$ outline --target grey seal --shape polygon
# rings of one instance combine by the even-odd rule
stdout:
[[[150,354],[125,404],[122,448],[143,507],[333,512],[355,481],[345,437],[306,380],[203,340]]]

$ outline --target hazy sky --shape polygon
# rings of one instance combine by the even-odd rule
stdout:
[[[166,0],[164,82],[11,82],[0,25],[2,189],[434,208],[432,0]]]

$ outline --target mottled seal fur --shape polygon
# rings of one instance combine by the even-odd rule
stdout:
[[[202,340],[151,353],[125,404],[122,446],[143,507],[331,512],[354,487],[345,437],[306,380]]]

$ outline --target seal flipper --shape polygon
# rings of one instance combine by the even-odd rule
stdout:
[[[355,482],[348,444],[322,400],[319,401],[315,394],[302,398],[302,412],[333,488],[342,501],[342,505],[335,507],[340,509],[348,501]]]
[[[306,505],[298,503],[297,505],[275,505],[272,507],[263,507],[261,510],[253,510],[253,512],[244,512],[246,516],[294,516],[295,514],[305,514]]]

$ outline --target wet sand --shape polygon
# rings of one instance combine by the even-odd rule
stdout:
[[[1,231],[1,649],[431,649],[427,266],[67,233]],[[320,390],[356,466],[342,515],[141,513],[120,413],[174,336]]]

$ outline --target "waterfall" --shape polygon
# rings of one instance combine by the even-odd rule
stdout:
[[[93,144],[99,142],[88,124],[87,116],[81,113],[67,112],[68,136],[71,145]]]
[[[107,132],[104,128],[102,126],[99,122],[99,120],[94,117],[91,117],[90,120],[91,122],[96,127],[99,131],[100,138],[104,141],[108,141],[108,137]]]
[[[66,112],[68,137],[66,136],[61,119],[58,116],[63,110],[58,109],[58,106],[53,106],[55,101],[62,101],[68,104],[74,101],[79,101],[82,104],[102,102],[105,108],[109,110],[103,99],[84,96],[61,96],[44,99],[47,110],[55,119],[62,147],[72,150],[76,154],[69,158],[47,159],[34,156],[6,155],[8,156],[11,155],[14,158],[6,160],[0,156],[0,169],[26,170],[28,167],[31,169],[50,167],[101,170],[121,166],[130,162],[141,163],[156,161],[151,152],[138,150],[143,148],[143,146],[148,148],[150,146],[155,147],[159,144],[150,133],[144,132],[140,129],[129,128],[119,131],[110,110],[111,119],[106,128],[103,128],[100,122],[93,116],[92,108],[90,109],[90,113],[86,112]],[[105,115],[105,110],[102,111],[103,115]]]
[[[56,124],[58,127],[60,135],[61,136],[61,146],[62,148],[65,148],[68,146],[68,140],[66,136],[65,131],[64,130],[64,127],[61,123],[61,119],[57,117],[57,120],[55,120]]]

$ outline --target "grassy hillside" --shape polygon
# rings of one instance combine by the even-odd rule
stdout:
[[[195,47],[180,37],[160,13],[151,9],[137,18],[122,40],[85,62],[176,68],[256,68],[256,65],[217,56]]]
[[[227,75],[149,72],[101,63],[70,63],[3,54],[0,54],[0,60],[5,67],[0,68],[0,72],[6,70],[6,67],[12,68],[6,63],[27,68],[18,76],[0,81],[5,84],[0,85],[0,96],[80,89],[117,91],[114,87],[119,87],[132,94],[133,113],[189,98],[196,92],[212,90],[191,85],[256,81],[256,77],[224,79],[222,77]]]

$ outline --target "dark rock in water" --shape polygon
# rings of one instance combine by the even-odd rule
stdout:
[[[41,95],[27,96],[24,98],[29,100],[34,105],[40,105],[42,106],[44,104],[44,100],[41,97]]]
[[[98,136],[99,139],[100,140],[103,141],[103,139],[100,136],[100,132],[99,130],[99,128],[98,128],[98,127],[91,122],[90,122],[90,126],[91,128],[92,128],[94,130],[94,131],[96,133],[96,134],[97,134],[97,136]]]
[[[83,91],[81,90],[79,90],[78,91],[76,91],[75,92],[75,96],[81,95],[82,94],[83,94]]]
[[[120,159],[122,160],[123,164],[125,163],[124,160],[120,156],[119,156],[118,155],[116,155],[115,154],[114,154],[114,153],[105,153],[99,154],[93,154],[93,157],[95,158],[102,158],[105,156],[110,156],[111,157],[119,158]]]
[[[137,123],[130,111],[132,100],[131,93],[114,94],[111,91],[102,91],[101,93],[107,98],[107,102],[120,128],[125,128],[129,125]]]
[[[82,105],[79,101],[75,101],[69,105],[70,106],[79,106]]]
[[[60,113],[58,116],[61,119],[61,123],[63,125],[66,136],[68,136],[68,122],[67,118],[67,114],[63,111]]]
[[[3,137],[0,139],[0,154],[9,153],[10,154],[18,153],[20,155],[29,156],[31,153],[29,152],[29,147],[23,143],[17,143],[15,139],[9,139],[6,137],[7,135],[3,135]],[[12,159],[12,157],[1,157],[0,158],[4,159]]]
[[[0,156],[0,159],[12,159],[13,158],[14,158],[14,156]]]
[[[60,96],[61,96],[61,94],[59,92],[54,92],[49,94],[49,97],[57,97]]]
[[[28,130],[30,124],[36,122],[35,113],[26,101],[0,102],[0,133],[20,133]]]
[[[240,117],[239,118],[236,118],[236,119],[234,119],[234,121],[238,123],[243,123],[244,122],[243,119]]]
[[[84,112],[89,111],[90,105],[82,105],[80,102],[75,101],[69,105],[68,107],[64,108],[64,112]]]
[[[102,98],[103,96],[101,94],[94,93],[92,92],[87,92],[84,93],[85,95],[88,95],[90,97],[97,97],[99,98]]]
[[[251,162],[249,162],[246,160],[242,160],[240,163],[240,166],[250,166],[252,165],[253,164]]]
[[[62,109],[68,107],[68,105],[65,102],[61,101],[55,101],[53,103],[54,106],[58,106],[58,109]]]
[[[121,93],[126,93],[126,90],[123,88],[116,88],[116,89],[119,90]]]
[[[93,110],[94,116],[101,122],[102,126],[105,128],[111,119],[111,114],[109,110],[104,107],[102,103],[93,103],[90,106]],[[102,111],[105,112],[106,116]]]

• [Условие задачи]: Подсчитайте, сколько строк материала содержат строку «polygon», учитывая регистр букв. В ответе укажите только число.

• [Разбор решения]: 8